Leave the pictures out, and retype all of the material exactly as written.

== ENTRIES SUPPLIED

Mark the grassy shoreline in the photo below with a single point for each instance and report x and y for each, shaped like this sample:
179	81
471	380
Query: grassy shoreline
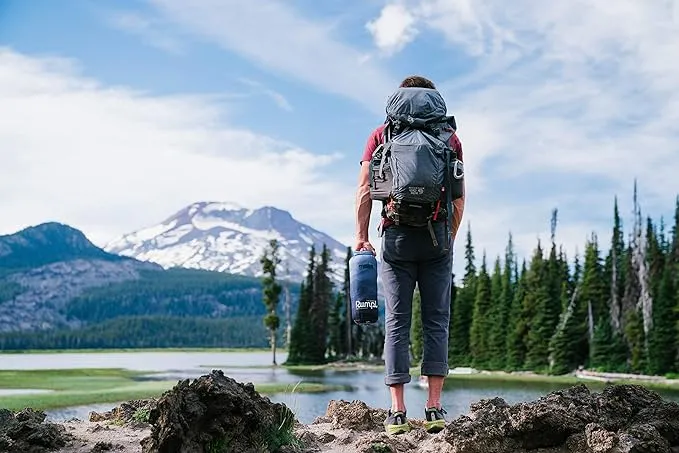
78	387
126	350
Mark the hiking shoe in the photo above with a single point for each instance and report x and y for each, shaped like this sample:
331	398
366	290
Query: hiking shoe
396	423
434	421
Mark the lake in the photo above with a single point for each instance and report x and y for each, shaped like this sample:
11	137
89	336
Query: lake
253	367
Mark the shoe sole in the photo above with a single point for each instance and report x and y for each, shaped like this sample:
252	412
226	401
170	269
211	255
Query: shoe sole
435	426
397	429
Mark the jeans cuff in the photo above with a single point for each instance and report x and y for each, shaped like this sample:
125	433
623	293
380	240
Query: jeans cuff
434	369
397	378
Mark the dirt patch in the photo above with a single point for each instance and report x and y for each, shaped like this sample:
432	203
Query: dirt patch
215	414
133	414
621	419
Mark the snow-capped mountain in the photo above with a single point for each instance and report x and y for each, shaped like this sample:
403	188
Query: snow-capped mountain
229	238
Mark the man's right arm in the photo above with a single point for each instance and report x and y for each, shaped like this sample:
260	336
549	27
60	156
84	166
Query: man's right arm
363	203
363	200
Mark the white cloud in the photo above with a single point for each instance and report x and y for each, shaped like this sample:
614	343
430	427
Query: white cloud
280	100
109	160
279	39
148	29
575	99
393	29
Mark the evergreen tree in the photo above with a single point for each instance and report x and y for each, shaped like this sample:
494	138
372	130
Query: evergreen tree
536	308
497	320
272	290
554	279
615	272
593	290
566	344
608	351
517	327
320	307
478	340
451	320
461	319
416	339
334	328
302	335
662	349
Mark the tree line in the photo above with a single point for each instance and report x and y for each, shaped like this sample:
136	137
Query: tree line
146	332
613	311
322	329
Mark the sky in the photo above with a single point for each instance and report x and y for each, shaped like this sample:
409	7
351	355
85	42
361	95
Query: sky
116	114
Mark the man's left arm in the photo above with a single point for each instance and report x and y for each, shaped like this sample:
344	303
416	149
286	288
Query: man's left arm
458	205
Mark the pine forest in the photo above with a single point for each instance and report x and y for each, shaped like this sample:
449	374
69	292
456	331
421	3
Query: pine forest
614	311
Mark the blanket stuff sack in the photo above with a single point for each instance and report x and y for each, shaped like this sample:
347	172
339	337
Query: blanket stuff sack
363	287
415	173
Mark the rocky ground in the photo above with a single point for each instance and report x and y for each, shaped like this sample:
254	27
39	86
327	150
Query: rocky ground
215	414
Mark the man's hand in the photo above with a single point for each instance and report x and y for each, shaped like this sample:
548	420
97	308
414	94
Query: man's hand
364	245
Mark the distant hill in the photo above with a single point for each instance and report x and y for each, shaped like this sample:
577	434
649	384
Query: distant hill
227	237
45	244
57	289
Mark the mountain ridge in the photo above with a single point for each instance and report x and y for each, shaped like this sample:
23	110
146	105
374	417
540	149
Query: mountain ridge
227	237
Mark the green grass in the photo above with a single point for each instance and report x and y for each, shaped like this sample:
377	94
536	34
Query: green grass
106	351
564	380
78	387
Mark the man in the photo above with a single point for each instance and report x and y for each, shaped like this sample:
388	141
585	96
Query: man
410	257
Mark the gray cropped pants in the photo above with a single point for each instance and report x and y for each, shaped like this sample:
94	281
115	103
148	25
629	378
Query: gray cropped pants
409	257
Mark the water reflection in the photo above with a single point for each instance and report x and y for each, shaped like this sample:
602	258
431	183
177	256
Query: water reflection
254	367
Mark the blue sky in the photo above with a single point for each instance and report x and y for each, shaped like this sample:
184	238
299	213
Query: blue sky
115	114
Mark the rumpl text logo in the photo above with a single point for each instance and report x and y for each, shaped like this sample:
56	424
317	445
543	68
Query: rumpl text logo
363	304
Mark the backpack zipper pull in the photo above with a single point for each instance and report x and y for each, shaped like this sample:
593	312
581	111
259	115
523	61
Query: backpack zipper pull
431	232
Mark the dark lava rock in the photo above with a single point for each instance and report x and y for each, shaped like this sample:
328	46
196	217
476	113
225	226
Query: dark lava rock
621	419
216	413
355	415
101	447
26	432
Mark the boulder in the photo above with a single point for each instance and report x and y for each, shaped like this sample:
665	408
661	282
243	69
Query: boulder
216	413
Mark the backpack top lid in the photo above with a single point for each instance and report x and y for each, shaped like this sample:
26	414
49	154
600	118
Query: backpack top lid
418	107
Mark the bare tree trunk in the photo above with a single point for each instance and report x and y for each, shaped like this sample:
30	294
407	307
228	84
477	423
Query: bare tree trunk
273	346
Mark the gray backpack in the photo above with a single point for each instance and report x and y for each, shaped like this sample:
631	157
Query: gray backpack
415	172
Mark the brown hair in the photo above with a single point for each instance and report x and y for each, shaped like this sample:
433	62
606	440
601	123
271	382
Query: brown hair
417	82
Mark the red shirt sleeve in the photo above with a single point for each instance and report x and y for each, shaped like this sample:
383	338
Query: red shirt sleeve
373	142
456	144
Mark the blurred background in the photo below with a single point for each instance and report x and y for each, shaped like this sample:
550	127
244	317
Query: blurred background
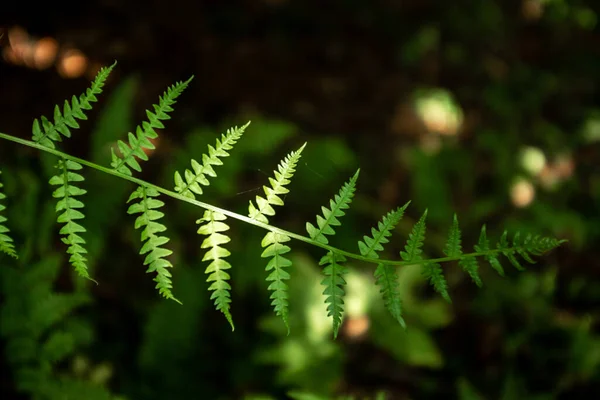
489	109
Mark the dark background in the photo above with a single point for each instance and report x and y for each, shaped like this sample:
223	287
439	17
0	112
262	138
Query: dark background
378	85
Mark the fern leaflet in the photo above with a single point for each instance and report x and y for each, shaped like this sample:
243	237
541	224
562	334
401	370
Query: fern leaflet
272	241
483	246
453	249
70	208
6	243
141	140
433	272
385	275
275	249
334	272
334	283
201	172
216	255
413	252
71	112
330	217
148	207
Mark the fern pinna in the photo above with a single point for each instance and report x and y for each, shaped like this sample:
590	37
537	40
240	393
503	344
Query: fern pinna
214	229
334	270
273	242
148	206
6	242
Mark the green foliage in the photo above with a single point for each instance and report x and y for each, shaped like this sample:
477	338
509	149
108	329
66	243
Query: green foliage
145	132
213	229
274	244
454	249
68	207
70	114
385	275
201	172
273	241
41	333
148	207
6	243
334	271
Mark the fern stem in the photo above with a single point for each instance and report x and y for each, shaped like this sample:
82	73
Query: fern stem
251	221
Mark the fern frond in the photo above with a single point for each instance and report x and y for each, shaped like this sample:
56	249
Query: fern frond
334	283
433	272
273	242
201	172
453	249
330	217
386	276
416	238
413	252
285	172
70	207
275	249
6	242
216	254
148	207
145	132
483	246
49	132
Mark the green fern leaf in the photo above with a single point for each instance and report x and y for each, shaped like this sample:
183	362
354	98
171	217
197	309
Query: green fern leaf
334	283
412	250
483	246
275	249
46	132
470	265
6	242
200	172
272	241
216	254
453	249
509	252
369	246
156	261
145	132
453	245
330	217
386	276
285	172
433	272
69	208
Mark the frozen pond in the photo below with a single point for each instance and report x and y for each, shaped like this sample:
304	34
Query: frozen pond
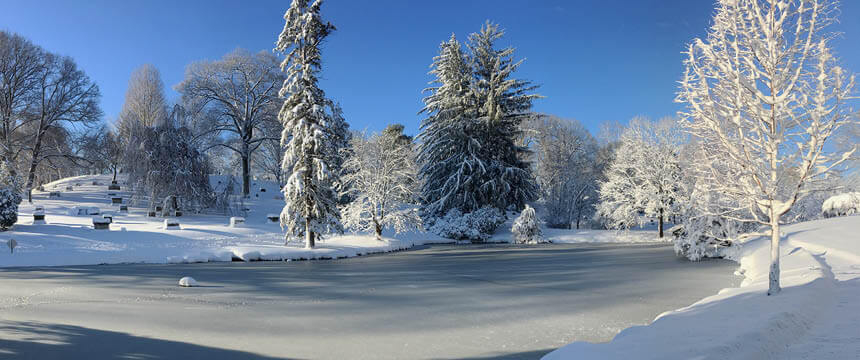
439	302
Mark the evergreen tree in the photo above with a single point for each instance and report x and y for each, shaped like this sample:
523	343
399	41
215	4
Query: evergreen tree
502	104
312	127
468	151
451	165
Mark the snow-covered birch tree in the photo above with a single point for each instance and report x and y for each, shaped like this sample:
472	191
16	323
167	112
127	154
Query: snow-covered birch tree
242	89
380	176
63	96
310	132
644	180
763	94
566	169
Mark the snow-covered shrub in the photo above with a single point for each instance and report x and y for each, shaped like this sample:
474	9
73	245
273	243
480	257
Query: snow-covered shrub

====

## [OUTPUT BELOW]
Mark the grassy shoreline in the photo below with a single point for each instance and report x and y for each, shaped like this sample:
179	81
471	380
Query: grassy shoreline
78	387
126	350
Mark the hiking shoe in the photo above with a single point for each instance and report x and y for each, shaped like this sample:
331	398
366	290
Query: hiking shoe
396	423
434	421
Mark the lake in the photo above with a single point for each instance and report x and y for each, shaped like this sample:
11	137
89	336
Query: lake
253	367
Mark the shoe sole in the photo above with a single point for each instance and report x and y for each, shaped like this sample:
252	412
226	401
170	269
211	255
Query: shoe sole
435	426
397	429
Mark the jeans cuff in the photo above with a single point for each instance and report x and y for each, shaped like this sample:
125	433
623	293
380	240
Query: jeans cuff
434	369
397	378
Mark the dirt patch in the photo above with a single point for each instance and report x and y for each, shaped like this sample:
432	203
Query: dirt patch
215	414
133	414
621	419
Mark the snow-capped mountain in the photo above with a single point for each instance and report x and y for each, shaped like this sample:
403	188
Query: snow-capped mountain
229	238
Mark the man's right arm in the photo above with a single point for each instance and report x and y for each, shaped like this sample:
260	336
549	27
60	156
84	166
Query: man's right arm
363	203
363	200
Mark the white cloud in the photo above with a single point for each instance and report x and y for each, shaped like this sample:
614	343
430	427
Query: white cloud
280	100
109	160
279	39
148	29
575	99
393	29
Mark the evergreen tree in the photo above with a single point for each instance and report x and y for each, shaped like this sample:
494	138
372	130
Query: evergreen tree
536	308
497	320
272	290
554	279
615	272
593	290
566	344
608	351
517	327
320	307
478	340
451	320
461	319
416	339
334	328
302	335
662	349
Mark the tree line in the photo above with a single point for each instance and report x and y for each, shaped like this sample:
136	137
Query: tree line
146	332
613	311
322	329
Mark the sky in the photo above with a single point for each instance and report x and y for each, shaped like this sample:
409	7
351	355
85	42
361	95
Query: sky
116	114
Mark the man's left arm in the photo above with a single point for each instance and report x and y for each, shaped like this sample:
344	303
416	149
286	288
Query: man's left arm
458	205
Mark the pine forest in the photo above with a single point for each instance and report x and y for each, shaped like this sample:
449	374
69	292
456	331
421	3
Query: pine forest
614	311
Mark the blanket stuff sack in the photo above with a single point for each instance and report x and y for each, shaped like this sample:
347	172
339	337
Query: blanket stuff sack
363	287
415	173
Mark the rocky ground in the photo above with a single point for each instance and report x and y for each, shaped like this sample:
254	27
39	86
327	150
Query: rocky ground
215	414
Mark the man's hand in the photo above with a single point for each instance and report x and y for each, shaped like this sample:
548	420
97	308
414	94
Query: man's hand
364	245
Mark the distant hill in the photo above with a single point for each instance and report x and y for each, shaped like this sample:
577	434
649	384
Query: distant hill
227	237
45	244
57	289
Mark the mountain ridge in the photo above with a single point for each instance and report x and y for each, shaped like this sample:
23	110
146	105
374	417
540	149
Query: mountain ridge
227	237
Mark the green grass in the photo above with a single point for each instance and report x and y for each, shaped like this sample:
377	94
536	34
Query: green grass
106	351
564	380
78	387
Mark the man in the photo above with a single point for each instance and report x and y for each, shaped like this sample:
388	141
585	96
Query: man
410	257
Mark the gray cropped pants in the photo above with a single point for each instance and report x and y for each, shaped like this sample:
94	281
115	103
148	25
629	378
Query: gray cropped pants
409	257
Mark the water reflection in the photo above with a single point for each instance and report x and y for each, shaped like this sample:
602	258
431	183
177	256
Query: water reflection
254	367
Mark the blue sky in the photo above with a single point for each instance and report x and y for each, shaped like this sample:
184	238
299	213
Query: blue sky
115	114
Mark the rumpl text logo in the photo above with a single point for each instance and report x and y for each, shaped like this sample:
56	424
317	445
543	68
Query: rumpl text logo
363	304
Mark the backpack zipper pull in the photo above with a single point for each instance and report x and y for each, shaped like this sample:
593	312
581	111
259	115
523	61
Query: backpack zipper pull
431	232
Mark the dark lava rock in the photo above with a single point for each instance and report x and y for each, shaped like this sample:
328	46
196	217
476	113
225	226
Query: dark lava rock
621	419
216	413
355	415
101	447
26	432
Mark the boulder in the photo above with a single point for each instance and report x and y for each, shaped like this sample:
665	408
661	282
243	69
Query: boulder
216	413
Mark the backpack top lid in the photo above with a single point for each instance and report x and y for each, shaped like this sample:
26	414
49	154
600	118
Query: backpack top lid
418	107
Mark the bare tree trunk in the photo above with a single point for each instance and report x and y for each, shaped like this sample:
30	294
407	307
228	84
477	423
Query: bare tree trunk
273	346
Mark the gray backpack in the photo above with a single point for each instance and report x and y for each, shaped like this sample:
631	157
Query: gray backpack
415	172
Mark the brown hair in the photo above with a single point for each instance and report x and y for each, shaped like this sample:
433	62
606	440
601	123
271	382
Query: brown hair
417	82
Mark the red shirt sleeve in the photo above with a single point for each instance and report x and y for each, shaped like this sample:
383	338
Query: red shirt sleeve
373	142
456	144
Mark the blurred background in the photo below with a single point for each instance and report x and y for each, shaped like this sample:
550	127
244	317
Query: blurred background
489	109
Mark the dark background in the photo above with a single point for each instance and report x and y for each, shaped like this sample:
223	287
439	17
0	112
262	138
Query: dark background
378	85
Mark the fern leaflet in the photo above with a single point for each instance and report x and y for each, shaped like this sample:
243	237
541	224
562	334
401	370
Query: fern leaflet
272	241
483	246
453	249
70	208
6	243
141	140
433	272
385	275
275	249
334	272
334	283
201	172
216	255
413	252
71	112
330	217
148	207
Mark the fern pinna in the photo above with a single point for each instance and report x and y for each, shaped like this sample:
590	37
537	40
240	393
503	344
Query: fern pinna
214	229
334	270
273	242
148	206
6	242
Mark the green foliage in the photo above with a single point for each instance and report x and y for each, shaped like this sample:
477	338
509	149
108	329
66	243
Query: green foliage
145	132
213	229
274	244
454	249
68	207
70	114
385	275
201	172
273	241
41	333
148	207
6	243
334	271
Mark the fern stem in the photo above with a single point for each instance and report x and y for each, shaped like this sample:
82	73
Query: fern stem
251	221
Mark the fern frond in the photo above with a single point for each instance and report x and y for each, shaped like this sample:
56	249
Query: fern frond
334	283
433	272
273	242
201	172
453	249
330	217
386	276
416	238
413	252
285	172
70	207
275	249
6	242
216	254
148	207
145	132
483	246
49	132
Mark the green fern leaf in the photo above with a single point for each instance and report x and y for each, shaped like this sample:
183	362
354	98
171	217
197	309
Query: green fern leaf
334	283
412	250
483	246
275	249
46	132
470	265
6	242
200	172
272	241
216	254
453	249
509	252
369	246
156	261
145	132
453	245
330	217
386	276
285	172
433	272
69	208
Mark the frozen pond in the photo below with a single point for each instance and report x and y for each, shaped like this sample:
304	34
Query: frozen pond
439	302
Mark the evergreen tree in the photo above with a single point for each instance and report x and y for each, shaped like this sample:
523	343
399	41
215	4
Query: evergreen tree
502	104
312	127
468	151
451	165
Mark the snow-covered birch tree in the photo above with a single point for each instance and report x and y for each, shaped like this sample:
472	191
16	323
167	112
127	154
Query: snow-covered birch tree
242	89
380	176
63	96
310	132
644	180
763	94
566	169
Mark the snow-covered shrub in the photo above with a single point for each instance and report x and y for each, shaped like this sample:
474	9
73	245
273	243
480	257
Query: snow-covered shrub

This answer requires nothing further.